> **WHAT IS EXPECTED**:
Your task is to transcribe the records exactly, skipping every image.

++++ INPUT ++++

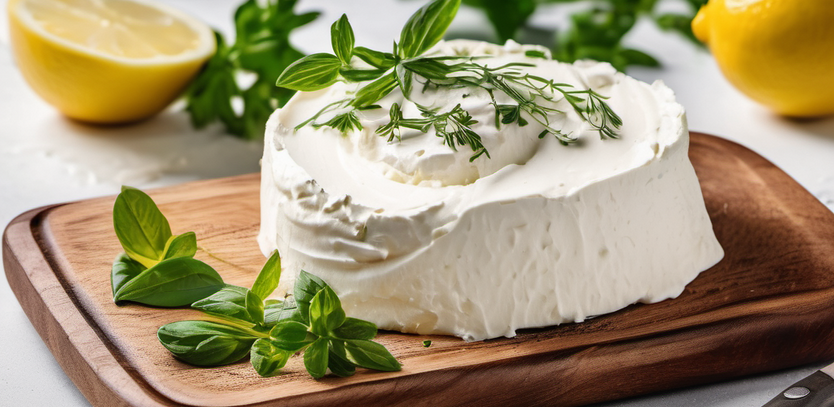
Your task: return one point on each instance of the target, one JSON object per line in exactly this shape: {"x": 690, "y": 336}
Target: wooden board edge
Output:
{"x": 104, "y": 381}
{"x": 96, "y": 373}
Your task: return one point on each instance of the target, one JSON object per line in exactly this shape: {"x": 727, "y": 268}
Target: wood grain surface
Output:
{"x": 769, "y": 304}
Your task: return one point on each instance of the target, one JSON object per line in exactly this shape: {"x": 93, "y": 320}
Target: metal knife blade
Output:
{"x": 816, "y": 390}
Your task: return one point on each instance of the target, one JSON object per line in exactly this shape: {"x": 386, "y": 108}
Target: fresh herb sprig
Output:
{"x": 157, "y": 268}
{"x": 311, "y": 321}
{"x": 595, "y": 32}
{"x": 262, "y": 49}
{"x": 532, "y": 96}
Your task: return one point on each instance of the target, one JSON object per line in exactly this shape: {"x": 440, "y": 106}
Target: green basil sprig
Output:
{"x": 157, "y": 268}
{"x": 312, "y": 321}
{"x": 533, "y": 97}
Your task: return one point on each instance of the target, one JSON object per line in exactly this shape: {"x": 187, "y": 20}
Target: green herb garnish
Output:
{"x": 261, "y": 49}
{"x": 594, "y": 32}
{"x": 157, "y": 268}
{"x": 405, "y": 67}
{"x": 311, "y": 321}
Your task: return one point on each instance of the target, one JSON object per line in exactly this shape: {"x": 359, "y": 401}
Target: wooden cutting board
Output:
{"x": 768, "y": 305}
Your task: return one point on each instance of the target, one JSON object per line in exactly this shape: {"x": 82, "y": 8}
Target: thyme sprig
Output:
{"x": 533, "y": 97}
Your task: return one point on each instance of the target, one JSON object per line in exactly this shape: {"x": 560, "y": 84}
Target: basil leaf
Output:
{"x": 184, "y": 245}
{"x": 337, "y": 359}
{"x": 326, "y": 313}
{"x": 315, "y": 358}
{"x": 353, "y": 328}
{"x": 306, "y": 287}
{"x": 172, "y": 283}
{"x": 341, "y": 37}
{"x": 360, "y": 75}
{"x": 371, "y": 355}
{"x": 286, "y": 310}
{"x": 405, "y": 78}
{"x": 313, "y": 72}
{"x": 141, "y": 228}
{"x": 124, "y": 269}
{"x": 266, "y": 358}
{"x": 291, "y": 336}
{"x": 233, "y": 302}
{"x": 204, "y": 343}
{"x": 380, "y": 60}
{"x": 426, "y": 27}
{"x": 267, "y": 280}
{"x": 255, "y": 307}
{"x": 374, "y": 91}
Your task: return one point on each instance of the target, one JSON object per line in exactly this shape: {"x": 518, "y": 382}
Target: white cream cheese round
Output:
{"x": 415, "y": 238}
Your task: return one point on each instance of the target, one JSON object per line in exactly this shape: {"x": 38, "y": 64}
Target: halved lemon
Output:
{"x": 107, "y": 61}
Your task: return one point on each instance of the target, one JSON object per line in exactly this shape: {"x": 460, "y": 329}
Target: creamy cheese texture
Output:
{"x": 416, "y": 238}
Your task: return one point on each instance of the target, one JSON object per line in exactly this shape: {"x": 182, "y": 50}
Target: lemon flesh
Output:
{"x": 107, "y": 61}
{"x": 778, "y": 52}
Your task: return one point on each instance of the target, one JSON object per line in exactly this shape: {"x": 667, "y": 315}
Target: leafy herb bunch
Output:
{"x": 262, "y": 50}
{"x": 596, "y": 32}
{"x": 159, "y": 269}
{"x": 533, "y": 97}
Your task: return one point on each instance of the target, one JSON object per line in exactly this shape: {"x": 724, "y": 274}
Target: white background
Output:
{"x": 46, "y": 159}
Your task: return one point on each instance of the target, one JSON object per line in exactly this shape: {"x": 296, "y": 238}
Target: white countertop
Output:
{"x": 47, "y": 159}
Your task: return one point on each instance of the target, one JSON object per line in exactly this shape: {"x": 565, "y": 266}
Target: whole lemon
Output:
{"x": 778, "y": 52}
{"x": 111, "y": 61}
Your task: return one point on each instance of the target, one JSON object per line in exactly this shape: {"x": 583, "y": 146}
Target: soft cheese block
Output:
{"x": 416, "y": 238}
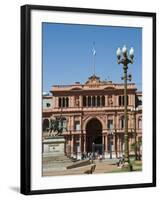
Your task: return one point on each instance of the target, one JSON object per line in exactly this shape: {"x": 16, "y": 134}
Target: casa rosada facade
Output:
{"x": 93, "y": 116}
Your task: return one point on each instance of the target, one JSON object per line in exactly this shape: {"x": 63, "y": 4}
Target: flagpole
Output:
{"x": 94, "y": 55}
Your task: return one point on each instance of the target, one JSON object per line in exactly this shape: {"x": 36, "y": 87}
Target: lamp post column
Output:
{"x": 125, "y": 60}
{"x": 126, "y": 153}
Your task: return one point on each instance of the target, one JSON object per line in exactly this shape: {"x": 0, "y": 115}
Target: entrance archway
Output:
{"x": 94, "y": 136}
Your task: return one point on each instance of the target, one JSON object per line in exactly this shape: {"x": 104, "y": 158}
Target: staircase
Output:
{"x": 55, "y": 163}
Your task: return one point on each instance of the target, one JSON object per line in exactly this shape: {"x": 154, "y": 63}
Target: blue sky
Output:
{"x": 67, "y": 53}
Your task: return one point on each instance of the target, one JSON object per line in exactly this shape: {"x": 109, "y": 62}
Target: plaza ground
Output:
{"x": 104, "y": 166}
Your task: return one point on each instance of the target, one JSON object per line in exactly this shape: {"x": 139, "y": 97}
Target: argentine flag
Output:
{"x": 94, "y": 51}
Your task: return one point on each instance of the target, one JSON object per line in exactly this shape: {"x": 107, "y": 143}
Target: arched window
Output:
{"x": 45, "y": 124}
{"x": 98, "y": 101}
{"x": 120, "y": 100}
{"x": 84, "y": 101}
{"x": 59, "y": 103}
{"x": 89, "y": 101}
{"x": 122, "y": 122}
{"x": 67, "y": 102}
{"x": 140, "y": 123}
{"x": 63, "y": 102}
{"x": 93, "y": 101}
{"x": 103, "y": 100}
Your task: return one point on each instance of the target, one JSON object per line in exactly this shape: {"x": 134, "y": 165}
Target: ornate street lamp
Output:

++++

> **EXERCISE OUTPUT**:
Your task: return one point on each instance of the target, one JSON object per line in exactly this shape: {"x": 690, "y": 336}
Target: wooden board edge
Output:
{"x": 104, "y": 381}
{"x": 96, "y": 373}
Your task: return one point on each instance of the target, one JSON object per line in exactly this shape: {"x": 727, "y": 268}
Target: wood grain surface
Output:
{"x": 769, "y": 304}
Your task: return one point on each instance of the target, one JSON object per line in exactly this shape: {"x": 93, "y": 320}
Target: metal knife blade
Output:
{"x": 816, "y": 390}
Your task: return one point on each instance of the target, one JSON object per line in exactly this shape: {"x": 386, "y": 108}
Target: fresh herb sprig
Output:
{"x": 157, "y": 268}
{"x": 311, "y": 321}
{"x": 595, "y": 32}
{"x": 262, "y": 49}
{"x": 532, "y": 96}
Your task: return one point on each instance of the target, one JSON object per line in exactly this shape: {"x": 440, "y": 106}
Target: green basil sprig
Output:
{"x": 157, "y": 268}
{"x": 312, "y": 321}
{"x": 533, "y": 97}
Your task: return one point on each instance of the target, one JSON object per line in exactly this shape: {"x": 187, "y": 20}
Target: green herb garnish
Output:
{"x": 261, "y": 49}
{"x": 594, "y": 32}
{"x": 157, "y": 268}
{"x": 405, "y": 67}
{"x": 311, "y": 321}
Your task: return one point on each instance of the target, one JSON object per line in exactly this shape: {"x": 359, "y": 401}
Target: wooden cutting board
Output:
{"x": 768, "y": 305}
Your task: return one point on each instance of the target, one JSON object per line in exactly this shape: {"x": 82, "y": 8}
Target: thyme sprig
Output:
{"x": 533, "y": 97}
Your task: return one point on each instance of the target, one JSON object per line in exactly this shape: {"x": 560, "y": 84}
Target: basil leaf
Output:
{"x": 184, "y": 245}
{"x": 337, "y": 359}
{"x": 326, "y": 313}
{"x": 315, "y": 358}
{"x": 353, "y": 328}
{"x": 306, "y": 287}
{"x": 172, "y": 283}
{"x": 341, "y": 37}
{"x": 360, "y": 75}
{"x": 371, "y": 355}
{"x": 286, "y": 310}
{"x": 405, "y": 78}
{"x": 313, "y": 72}
{"x": 141, "y": 228}
{"x": 124, "y": 269}
{"x": 266, "y": 358}
{"x": 291, "y": 336}
{"x": 233, "y": 302}
{"x": 204, "y": 343}
{"x": 380, "y": 60}
{"x": 426, "y": 27}
{"x": 267, "y": 280}
{"x": 255, "y": 307}
{"x": 374, "y": 91}
Your task: return one point on each instance of the target, one JSON object per line in exactly this shape: {"x": 518, "y": 382}
Target: white cream cheese round
Output:
{"x": 415, "y": 238}
Your task: return one point on each instance of the target, one JSON object per line in exactly this shape: {"x": 38, "y": 64}
Target: halved lemon
Output:
{"x": 107, "y": 61}
Your task: return one point on each instance of the target, one JSON object per line in exactly this shape: {"x": 460, "y": 329}
Target: creamy cheese texture
Output:
{"x": 416, "y": 238}
Your task: return one point on each instance of the target, one JSON object per line in exactly this shape: {"x": 182, "y": 50}
Target: lemon flesh
Output:
{"x": 107, "y": 61}
{"x": 778, "y": 52}
Your task: return one point on each instance of the target, one JSON object per line in exactly this shape: {"x": 667, "y": 315}
Target: leafy herb bunch
Output:
{"x": 262, "y": 50}
{"x": 596, "y": 32}
{"x": 159, "y": 269}
{"x": 533, "y": 97}
Your task: return one point on each instance of the target, one JSON object per line in exactly this shape: {"x": 724, "y": 274}
Target: white background
Output:
{"x": 46, "y": 159}
Your task: return one point on each instance of the target, one JSON object per line in exactly this shape: {"x": 296, "y": 238}
Target: white countertop
Output:
{"x": 47, "y": 159}
Your task: return one point on each instance of the target, one JSON object per line in exactly this shape: {"x": 565, "y": 266}
Target: whole lemon
Output:
{"x": 778, "y": 52}
{"x": 111, "y": 61}
Your task: return one point on each instance of the target, one JSON object per line in exactly this shape: {"x": 583, "y": 146}
Target: soft cheese block
Output:
{"x": 416, "y": 238}
Your task: return one point on each instance of the target, one JSON object per line in exactly this shape: {"x": 16, "y": 134}
Target: casa rosada facade
Output:
{"x": 93, "y": 116}
Your task: return one point on each instance of the target, one JSON object per line in exactly this shape: {"x": 63, "y": 4}
Target: flagpole
Output:
{"x": 94, "y": 55}
Your task: return one point on each instance of the target, one JSON object per line in exactly this shape: {"x": 36, "y": 87}
Target: lamp post column
Output:
{"x": 125, "y": 60}
{"x": 126, "y": 153}
Your task: return one point on each instance of the target, one JSON object per line in exactly this shape: {"x": 0, "y": 115}
Target: entrance archway
Output:
{"x": 94, "y": 136}
Your task: return one point on each instance of the target, one JSON object per line in exactly this shape: {"x": 104, "y": 158}
Target: staircase
Output:
{"x": 55, "y": 163}
Your task: return one point on each instance of the target, one JSON object per line in exactly this shape: {"x": 154, "y": 63}
Target: blue sky
Output:
{"x": 67, "y": 53}
Your task: return one point on each instance of the target, one JSON object per line in exactly this shape: {"x": 109, "y": 62}
Target: plaza ground
Output:
{"x": 104, "y": 166}
Your task: return one point on each instance of the target, one JSON object per line in exactly this shape: {"x": 139, "y": 97}
Target: argentine flag
Output:
{"x": 94, "y": 51}
Your task: return one point on each instance of the target, one JSON object per line in exactly this shape: {"x": 107, "y": 143}
Target: arched window
Output:
{"x": 45, "y": 124}
{"x": 98, "y": 101}
{"x": 120, "y": 100}
{"x": 84, "y": 101}
{"x": 59, "y": 103}
{"x": 89, "y": 101}
{"x": 122, "y": 122}
{"x": 67, "y": 102}
{"x": 140, "y": 123}
{"x": 63, "y": 102}
{"x": 93, "y": 101}
{"x": 103, "y": 100}
Your task: return one point on each instance of the target, one JSON object per line in exactly this shape: {"x": 134, "y": 165}
Target: ornate street lamp
Output:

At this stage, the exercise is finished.